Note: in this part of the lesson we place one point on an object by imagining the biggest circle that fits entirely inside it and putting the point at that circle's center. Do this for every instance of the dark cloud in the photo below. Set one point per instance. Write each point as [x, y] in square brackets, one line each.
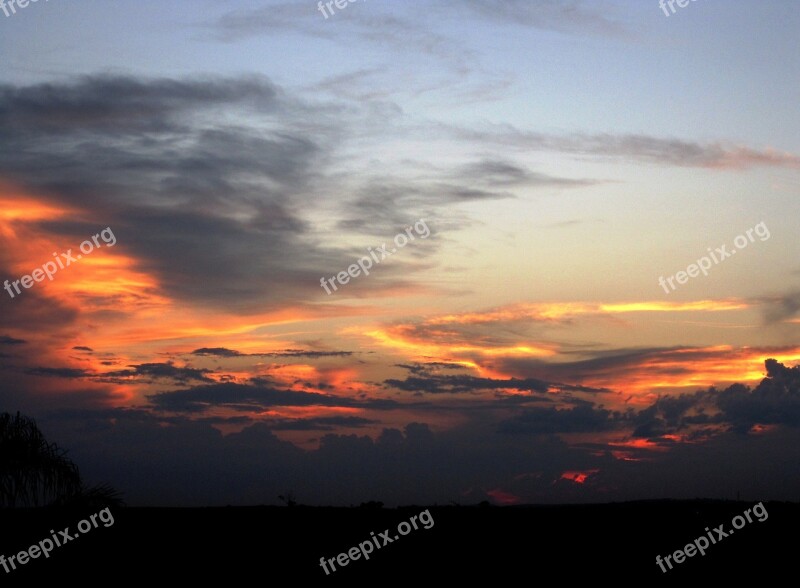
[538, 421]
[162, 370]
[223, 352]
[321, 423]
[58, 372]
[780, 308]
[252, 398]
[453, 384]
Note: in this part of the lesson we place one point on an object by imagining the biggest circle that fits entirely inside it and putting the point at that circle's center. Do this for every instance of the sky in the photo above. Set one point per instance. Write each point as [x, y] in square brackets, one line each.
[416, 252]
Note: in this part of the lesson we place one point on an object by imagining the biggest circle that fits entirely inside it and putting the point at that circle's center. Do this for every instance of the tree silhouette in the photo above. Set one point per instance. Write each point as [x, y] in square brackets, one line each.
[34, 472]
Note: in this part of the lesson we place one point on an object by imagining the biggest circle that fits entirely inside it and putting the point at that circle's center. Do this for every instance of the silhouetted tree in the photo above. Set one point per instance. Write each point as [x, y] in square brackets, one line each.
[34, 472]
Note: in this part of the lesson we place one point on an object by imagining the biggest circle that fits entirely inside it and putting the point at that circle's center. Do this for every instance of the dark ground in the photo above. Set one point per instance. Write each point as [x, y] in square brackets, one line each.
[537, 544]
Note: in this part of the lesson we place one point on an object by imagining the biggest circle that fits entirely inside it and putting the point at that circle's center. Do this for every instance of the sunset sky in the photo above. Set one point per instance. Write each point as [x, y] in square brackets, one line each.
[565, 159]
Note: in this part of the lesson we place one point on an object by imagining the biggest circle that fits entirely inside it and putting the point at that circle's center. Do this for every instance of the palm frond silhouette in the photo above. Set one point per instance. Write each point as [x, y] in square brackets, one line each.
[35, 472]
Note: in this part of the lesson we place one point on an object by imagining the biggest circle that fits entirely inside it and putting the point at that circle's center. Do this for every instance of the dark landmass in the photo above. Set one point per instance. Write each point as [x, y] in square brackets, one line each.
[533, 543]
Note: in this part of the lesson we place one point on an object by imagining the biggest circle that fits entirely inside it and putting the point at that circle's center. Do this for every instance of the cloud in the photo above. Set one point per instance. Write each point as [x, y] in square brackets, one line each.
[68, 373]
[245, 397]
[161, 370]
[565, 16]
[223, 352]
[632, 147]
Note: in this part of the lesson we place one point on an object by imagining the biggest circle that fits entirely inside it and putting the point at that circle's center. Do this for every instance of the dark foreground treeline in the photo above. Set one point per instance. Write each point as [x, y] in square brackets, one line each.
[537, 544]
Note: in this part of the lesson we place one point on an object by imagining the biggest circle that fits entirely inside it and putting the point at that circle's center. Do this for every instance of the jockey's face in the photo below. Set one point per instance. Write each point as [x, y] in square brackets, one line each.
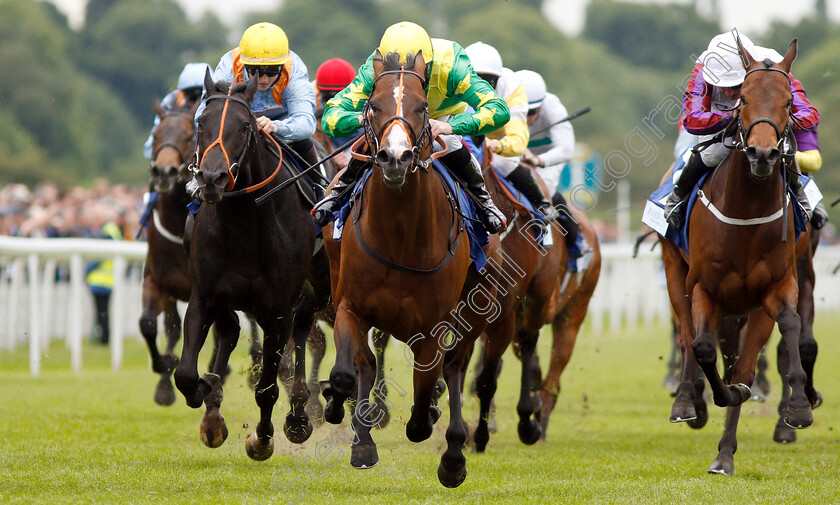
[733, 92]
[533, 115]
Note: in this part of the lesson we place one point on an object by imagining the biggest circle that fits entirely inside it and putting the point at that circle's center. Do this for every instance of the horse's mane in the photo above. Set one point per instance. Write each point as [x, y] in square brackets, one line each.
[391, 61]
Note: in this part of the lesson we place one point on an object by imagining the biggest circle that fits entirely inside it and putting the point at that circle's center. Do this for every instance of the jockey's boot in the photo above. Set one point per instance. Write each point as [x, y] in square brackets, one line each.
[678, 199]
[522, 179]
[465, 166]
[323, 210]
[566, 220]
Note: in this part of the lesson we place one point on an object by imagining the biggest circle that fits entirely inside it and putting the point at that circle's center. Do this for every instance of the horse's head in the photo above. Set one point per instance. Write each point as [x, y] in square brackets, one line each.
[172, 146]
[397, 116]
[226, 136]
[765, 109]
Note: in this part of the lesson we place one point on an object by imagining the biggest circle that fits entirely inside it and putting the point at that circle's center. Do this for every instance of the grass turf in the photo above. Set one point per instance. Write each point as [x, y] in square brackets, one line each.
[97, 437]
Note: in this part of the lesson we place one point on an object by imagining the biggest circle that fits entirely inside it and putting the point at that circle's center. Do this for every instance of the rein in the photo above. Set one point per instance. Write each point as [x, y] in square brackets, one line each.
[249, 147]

* * *

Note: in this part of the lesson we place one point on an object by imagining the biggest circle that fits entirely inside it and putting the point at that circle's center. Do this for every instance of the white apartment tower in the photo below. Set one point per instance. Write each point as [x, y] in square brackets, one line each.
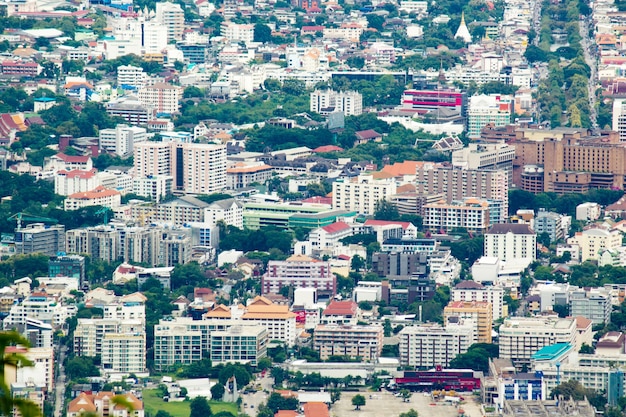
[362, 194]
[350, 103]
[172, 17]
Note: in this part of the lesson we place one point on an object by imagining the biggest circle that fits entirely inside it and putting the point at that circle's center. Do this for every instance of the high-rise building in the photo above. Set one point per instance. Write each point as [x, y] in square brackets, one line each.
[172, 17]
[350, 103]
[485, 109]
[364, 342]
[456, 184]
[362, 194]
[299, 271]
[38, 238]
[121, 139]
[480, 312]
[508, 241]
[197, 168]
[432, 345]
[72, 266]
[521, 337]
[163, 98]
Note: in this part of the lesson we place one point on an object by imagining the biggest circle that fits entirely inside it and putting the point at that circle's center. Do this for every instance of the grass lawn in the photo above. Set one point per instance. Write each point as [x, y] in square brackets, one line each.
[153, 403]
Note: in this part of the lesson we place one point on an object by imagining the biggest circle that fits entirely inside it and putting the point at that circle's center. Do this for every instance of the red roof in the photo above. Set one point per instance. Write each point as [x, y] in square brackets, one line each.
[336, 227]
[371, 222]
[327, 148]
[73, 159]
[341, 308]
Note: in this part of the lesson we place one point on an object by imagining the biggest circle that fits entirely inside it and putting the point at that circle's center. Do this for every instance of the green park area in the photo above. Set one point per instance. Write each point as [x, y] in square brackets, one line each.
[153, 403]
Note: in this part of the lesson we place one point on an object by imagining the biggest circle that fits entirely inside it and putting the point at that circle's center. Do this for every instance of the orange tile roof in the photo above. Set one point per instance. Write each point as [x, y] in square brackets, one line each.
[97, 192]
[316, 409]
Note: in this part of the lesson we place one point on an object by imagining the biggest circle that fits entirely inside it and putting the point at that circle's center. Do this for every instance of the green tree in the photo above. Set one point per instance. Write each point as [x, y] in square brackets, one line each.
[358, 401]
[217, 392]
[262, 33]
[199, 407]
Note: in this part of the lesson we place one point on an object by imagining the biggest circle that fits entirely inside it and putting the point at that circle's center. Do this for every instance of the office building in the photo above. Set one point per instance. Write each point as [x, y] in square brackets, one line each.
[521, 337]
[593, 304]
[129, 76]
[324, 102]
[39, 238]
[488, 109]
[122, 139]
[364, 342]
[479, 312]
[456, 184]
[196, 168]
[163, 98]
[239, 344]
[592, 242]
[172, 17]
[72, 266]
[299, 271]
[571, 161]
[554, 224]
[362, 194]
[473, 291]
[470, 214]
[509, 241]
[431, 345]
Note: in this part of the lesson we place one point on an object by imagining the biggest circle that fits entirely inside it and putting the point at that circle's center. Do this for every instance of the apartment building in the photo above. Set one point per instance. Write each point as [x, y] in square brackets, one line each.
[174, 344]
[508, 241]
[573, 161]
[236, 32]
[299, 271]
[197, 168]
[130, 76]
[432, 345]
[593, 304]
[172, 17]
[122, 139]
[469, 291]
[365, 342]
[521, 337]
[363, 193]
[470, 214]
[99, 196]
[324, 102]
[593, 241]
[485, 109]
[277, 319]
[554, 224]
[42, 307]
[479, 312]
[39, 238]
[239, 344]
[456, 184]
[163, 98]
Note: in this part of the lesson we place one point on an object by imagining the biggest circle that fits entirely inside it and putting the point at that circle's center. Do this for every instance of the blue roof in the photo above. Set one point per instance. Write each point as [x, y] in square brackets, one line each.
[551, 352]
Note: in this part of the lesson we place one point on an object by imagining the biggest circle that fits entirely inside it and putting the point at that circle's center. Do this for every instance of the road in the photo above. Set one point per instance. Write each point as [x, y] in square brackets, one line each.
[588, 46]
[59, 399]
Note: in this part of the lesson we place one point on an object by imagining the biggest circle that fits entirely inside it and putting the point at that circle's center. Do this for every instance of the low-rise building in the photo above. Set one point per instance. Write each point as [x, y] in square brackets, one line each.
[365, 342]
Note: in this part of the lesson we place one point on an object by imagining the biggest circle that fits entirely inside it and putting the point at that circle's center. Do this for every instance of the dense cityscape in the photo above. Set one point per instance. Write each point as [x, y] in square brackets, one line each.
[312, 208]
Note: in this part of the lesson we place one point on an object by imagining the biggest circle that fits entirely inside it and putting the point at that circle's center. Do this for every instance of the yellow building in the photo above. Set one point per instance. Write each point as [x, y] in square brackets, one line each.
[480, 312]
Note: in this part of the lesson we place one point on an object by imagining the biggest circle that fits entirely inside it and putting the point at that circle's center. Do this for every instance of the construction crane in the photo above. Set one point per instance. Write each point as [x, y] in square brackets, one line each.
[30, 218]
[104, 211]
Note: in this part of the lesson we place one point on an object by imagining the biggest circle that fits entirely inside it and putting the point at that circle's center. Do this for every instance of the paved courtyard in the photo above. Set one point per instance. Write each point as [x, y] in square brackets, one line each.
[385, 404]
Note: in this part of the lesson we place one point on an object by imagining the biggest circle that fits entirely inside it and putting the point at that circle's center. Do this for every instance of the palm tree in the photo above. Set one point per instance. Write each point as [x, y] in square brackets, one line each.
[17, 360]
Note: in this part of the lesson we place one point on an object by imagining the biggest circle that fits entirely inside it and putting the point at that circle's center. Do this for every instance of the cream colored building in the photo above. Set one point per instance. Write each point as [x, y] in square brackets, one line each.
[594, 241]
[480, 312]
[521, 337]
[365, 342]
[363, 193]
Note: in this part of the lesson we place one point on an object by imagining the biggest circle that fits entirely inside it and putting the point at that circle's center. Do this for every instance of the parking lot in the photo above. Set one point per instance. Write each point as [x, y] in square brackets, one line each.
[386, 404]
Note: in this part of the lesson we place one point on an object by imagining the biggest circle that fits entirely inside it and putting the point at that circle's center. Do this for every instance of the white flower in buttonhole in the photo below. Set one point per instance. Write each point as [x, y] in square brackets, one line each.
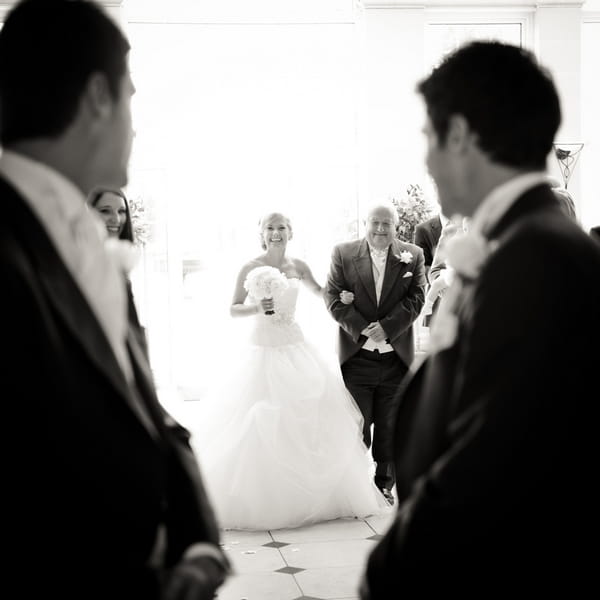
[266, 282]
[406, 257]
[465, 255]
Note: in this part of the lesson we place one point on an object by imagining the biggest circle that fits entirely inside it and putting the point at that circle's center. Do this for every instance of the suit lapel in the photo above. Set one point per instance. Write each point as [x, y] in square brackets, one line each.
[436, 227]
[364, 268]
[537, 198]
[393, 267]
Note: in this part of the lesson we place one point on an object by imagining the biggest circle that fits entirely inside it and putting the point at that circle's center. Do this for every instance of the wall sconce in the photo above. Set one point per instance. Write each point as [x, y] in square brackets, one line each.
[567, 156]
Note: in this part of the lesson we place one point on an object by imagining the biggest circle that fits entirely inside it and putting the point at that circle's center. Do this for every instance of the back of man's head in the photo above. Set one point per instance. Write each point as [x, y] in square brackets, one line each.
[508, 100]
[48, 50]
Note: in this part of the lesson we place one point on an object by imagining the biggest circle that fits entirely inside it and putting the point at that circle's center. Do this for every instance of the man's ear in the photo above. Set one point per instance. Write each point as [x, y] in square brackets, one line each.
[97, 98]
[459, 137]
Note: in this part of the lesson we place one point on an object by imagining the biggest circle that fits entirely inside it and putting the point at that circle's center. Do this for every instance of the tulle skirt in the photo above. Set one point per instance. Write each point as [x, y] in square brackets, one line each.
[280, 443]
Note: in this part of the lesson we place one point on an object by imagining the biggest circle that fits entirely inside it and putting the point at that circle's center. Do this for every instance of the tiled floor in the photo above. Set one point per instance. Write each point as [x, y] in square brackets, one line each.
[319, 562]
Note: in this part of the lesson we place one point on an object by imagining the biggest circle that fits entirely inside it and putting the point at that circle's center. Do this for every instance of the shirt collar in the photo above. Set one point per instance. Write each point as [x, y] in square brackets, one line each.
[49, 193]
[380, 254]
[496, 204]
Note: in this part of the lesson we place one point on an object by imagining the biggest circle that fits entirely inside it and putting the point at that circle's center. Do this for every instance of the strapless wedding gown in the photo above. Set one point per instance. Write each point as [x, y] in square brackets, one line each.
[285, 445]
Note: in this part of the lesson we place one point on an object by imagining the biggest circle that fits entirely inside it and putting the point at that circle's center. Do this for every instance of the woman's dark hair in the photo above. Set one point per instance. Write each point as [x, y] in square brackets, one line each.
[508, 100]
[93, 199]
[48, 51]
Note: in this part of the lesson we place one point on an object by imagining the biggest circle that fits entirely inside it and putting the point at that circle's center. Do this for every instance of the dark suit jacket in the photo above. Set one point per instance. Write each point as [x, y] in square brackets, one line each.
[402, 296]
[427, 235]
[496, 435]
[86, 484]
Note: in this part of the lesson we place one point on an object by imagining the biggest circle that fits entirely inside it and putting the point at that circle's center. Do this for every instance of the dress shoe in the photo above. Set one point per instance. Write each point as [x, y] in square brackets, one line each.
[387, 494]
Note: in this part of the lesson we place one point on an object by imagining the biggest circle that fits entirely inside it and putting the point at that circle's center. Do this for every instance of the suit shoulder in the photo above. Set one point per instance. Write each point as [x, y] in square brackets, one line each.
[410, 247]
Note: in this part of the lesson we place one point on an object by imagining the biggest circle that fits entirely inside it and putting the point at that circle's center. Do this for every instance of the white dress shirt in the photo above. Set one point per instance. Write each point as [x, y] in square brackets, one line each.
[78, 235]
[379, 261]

What is needed: Which lines in the records above contain the word "landmass", with case counting? Extract each such line in full.

Response below:
Note: in this part of the lesson we place one point on an object by imagining the biggest circle that fits entirely inside it and putting the point at that circle's center. Do this for every instance of the dark landmass in the photo above. Set one point per instance. Write each point as [x, y] in square brackets, one line each.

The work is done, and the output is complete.